▶ [TASK INSTRUCTIONS]: Line by line, copy out the entries exactly and leave the pictures behind.
☆ ☆ ☆
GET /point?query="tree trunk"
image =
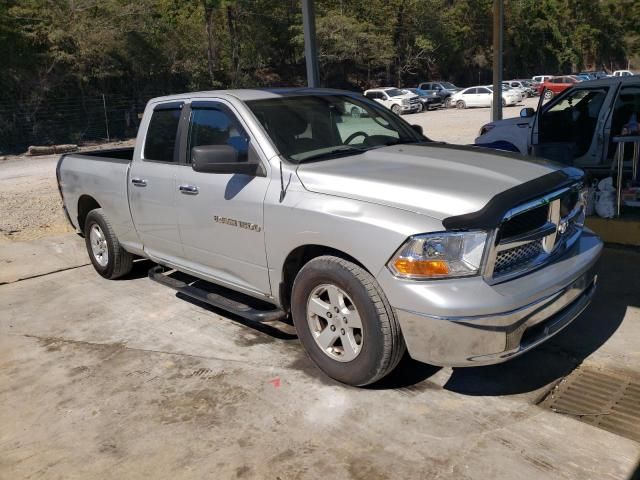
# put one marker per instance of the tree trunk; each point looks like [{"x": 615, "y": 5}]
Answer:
[
  {"x": 235, "y": 46},
  {"x": 211, "y": 47}
]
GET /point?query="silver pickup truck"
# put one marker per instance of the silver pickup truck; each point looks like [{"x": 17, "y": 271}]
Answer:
[{"x": 373, "y": 239}]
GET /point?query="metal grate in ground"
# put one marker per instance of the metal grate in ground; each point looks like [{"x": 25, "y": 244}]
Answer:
[{"x": 607, "y": 400}]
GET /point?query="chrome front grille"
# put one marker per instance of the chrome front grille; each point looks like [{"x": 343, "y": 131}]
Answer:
[
  {"x": 532, "y": 234},
  {"x": 516, "y": 257}
]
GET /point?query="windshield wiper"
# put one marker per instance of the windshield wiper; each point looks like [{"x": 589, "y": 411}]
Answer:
[{"x": 335, "y": 152}]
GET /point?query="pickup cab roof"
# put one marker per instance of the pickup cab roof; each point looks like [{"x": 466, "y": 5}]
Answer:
[{"x": 256, "y": 93}]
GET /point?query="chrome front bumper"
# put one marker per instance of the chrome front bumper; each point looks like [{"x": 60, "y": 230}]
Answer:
[{"x": 471, "y": 323}]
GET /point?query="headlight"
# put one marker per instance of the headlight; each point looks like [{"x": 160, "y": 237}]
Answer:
[{"x": 439, "y": 255}]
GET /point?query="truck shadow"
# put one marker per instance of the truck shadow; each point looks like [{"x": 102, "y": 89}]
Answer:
[{"x": 618, "y": 280}]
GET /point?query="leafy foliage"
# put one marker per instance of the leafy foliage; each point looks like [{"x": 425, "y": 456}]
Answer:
[{"x": 74, "y": 51}]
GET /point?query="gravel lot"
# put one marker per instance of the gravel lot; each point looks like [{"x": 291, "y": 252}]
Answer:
[{"x": 30, "y": 205}]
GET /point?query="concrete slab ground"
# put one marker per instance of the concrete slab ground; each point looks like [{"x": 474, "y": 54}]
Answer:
[{"x": 124, "y": 379}]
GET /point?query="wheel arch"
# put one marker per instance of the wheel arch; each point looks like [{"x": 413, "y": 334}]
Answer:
[
  {"x": 298, "y": 258},
  {"x": 86, "y": 203}
]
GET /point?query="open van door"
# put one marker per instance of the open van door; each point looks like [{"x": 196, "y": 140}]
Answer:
[
  {"x": 535, "y": 130},
  {"x": 567, "y": 129}
]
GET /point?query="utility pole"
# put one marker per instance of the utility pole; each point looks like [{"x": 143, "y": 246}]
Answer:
[
  {"x": 310, "y": 49},
  {"x": 498, "y": 28},
  {"x": 106, "y": 118}
]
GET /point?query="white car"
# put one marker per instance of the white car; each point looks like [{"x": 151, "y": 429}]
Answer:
[
  {"x": 396, "y": 100},
  {"x": 482, "y": 96},
  {"x": 623, "y": 73},
  {"x": 513, "y": 86},
  {"x": 541, "y": 78}
]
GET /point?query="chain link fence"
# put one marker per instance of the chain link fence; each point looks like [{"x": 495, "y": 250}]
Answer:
[{"x": 74, "y": 120}]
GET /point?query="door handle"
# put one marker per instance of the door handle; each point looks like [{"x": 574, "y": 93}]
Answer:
[
  {"x": 188, "y": 189},
  {"x": 139, "y": 182}
]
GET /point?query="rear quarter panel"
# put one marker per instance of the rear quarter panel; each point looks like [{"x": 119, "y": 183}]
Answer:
[{"x": 103, "y": 179}]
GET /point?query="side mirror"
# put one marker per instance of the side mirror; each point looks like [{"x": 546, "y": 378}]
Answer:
[
  {"x": 220, "y": 159},
  {"x": 527, "y": 112}
]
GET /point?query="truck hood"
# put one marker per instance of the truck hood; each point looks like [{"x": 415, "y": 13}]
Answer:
[{"x": 436, "y": 180}]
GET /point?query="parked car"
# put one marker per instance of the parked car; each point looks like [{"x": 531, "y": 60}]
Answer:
[
  {"x": 276, "y": 203},
  {"x": 595, "y": 75},
  {"x": 539, "y": 79},
  {"x": 482, "y": 96},
  {"x": 396, "y": 100},
  {"x": 429, "y": 100},
  {"x": 556, "y": 85},
  {"x": 519, "y": 92},
  {"x": 523, "y": 85},
  {"x": 574, "y": 128},
  {"x": 622, "y": 73},
  {"x": 444, "y": 89}
]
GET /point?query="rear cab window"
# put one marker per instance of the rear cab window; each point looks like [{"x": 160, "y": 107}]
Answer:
[{"x": 160, "y": 142}]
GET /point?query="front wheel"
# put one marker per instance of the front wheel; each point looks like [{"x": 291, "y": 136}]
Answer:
[
  {"x": 107, "y": 255},
  {"x": 345, "y": 322}
]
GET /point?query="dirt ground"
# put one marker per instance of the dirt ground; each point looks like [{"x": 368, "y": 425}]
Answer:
[{"x": 30, "y": 205}]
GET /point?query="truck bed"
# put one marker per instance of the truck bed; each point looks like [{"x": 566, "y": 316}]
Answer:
☆ ☆ ☆
▶ [ANSWER FOR THE TASK]:
GET /point?query="tree trunk"
image =
# put one marker per instance of the tree trunk; each point looks like [{"x": 615, "y": 5}]
Answer:
[
  {"x": 235, "y": 46},
  {"x": 211, "y": 47}
]
GET /point?query="silver pickup truck"
# put one marker per instance of the silver pickup truck; each point looks like [{"x": 17, "y": 271}]
Answer:
[{"x": 373, "y": 239}]
GET /point?query="metal grate in ground"
# put one marker per instance of the metal grate in ground; each point looks like [{"x": 25, "y": 244}]
Answer:
[{"x": 607, "y": 400}]
GET /point?query="chrome front grille"
# put one marker per instance of the chrome front grille; each point looks like [{"x": 343, "y": 131}]
Answer:
[
  {"x": 532, "y": 234},
  {"x": 516, "y": 257}
]
GET /point?query="windshield wiper"
# put one marker per instance of the windshield wiper; each point looks like [{"x": 589, "y": 411}]
Answer:
[{"x": 335, "y": 152}]
GET /point?query="pickup cab roof"
# put one marker per instance of the pickup cab roof; each point looks like [{"x": 466, "y": 5}]
Answer:
[{"x": 256, "y": 93}]
GET /point?query="chrome front bumper"
# put one marker per instance of the chrome front bumper; each point looks like [{"x": 60, "y": 230}]
Answer:
[{"x": 471, "y": 323}]
GET /point?query="headlight"
# put one marker per instance of the headlight; each point looks like [{"x": 160, "y": 237}]
Answer:
[{"x": 439, "y": 255}]
GET /point?query="truck shadow"
# put one marker per instance of the truck shadow; each point looks like [{"x": 102, "y": 89}]
Answer:
[{"x": 618, "y": 280}]
GET /point?query="leafy foliage"
# put one marker per instance of the leafy foliage; each point looks like [{"x": 425, "y": 456}]
Answer:
[{"x": 74, "y": 51}]
GET /point?query="gravel lot"
# put one marker per instance of the gravel lot; each point looks like [{"x": 291, "y": 252}]
Answer:
[{"x": 30, "y": 205}]
GET /point?query="concrete slab ground"
# put one marker per instance of the concrete slab ground; each point looks like [{"x": 474, "y": 54}]
Answer:
[{"x": 124, "y": 379}]
GET /point?query="wheel arch"
# put one marker per instance of the wheel arch; each point looks like [{"x": 413, "y": 334}]
Answer:
[
  {"x": 298, "y": 258},
  {"x": 86, "y": 203}
]
GET /point?query="open van door"
# put one marker per instance of the open van door; each point looks like [{"x": 196, "y": 140}]
Answer:
[
  {"x": 535, "y": 130},
  {"x": 567, "y": 129}
]
GET /point?query="utility pole"
# put one marker per instance of the utility pole; each point looks like [{"x": 143, "y": 246}]
Answer:
[
  {"x": 310, "y": 49},
  {"x": 498, "y": 28},
  {"x": 106, "y": 118}
]
GET /point?query="white car"
# put one marker per instance of the white car; each point looks like [{"x": 151, "y": 429}]
Answer:
[
  {"x": 396, "y": 100},
  {"x": 482, "y": 96},
  {"x": 623, "y": 73},
  {"x": 513, "y": 86},
  {"x": 541, "y": 78}
]
GET /point?query="chain link fence"
# put one marker per instance of the chain link fence; each point looks like [{"x": 495, "y": 250}]
Answer:
[{"x": 74, "y": 120}]
GET /point?query="door handle"
# put one marker per instance of the door handle; each point looks like [{"x": 574, "y": 93}]
Answer:
[
  {"x": 188, "y": 189},
  {"x": 139, "y": 182}
]
GET /point?query="rear quarter panel"
# put one marker per instance of the rear quarter panel; each point looks like [{"x": 119, "y": 183}]
Answer:
[{"x": 103, "y": 179}]
GET /point?query="side mirror"
# put one marker per instance of the side mirror; each point looks like [{"x": 546, "y": 378}]
Answer:
[
  {"x": 220, "y": 159},
  {"x": 527, "y": 112}
]
GET /point?query="truck hood"
# put one marker per instance of the truck hood; each point looks like [{"x": 415, "y": 13}]
Answer:
[{"x": 436, "y": 180}]
GET /point?query="parked car"
# put one marker per instance of the parked car; each point looks like [{"x": 531, "y": 60}]
Answer:
[
  {"x": 276, "y": 203},
  {"x": 595, "y": 75},
  {"x": 539, "y": 79},
  {"x": 482, "y": 96},
  {"x": 396, "y": 100},
  {"x": 429, "y": 100},
  {"x": 556, "y": 85},
  {"x": 519, "y": 92},
  {"x": 523, "y": 85},
  {"x": 574, "y": 128},
  {"x": 622, "y": 73},
  {"x": 444, "y": 89}
]
GET /point?query="rear cab window"
# put one marker per instance of the rear cab window; each point looks like [{"x": 160, "y": 107}]
Answer:
[{"x": 160, "y": 142}]
GET /point?query="front wheel"
# put one marker per instance of the front wheel; each point looks like [{"x": 291, "y": 136}]
Answer:
[
  {"x": 107, "y": 255},
  {"x": 345, "y": 322}
]
GET /point?query="dirt ground"
# put one marker per instance of the dirt ground; each point looks like [{"x": 368, "y": 425}]
Answer:
[{"x": 30, "y": 205}]
GET /point?query="truck bed"
# put one marker per instance of the truck bed; each point looks like [{"x": 566, "y": 316}]
Answer:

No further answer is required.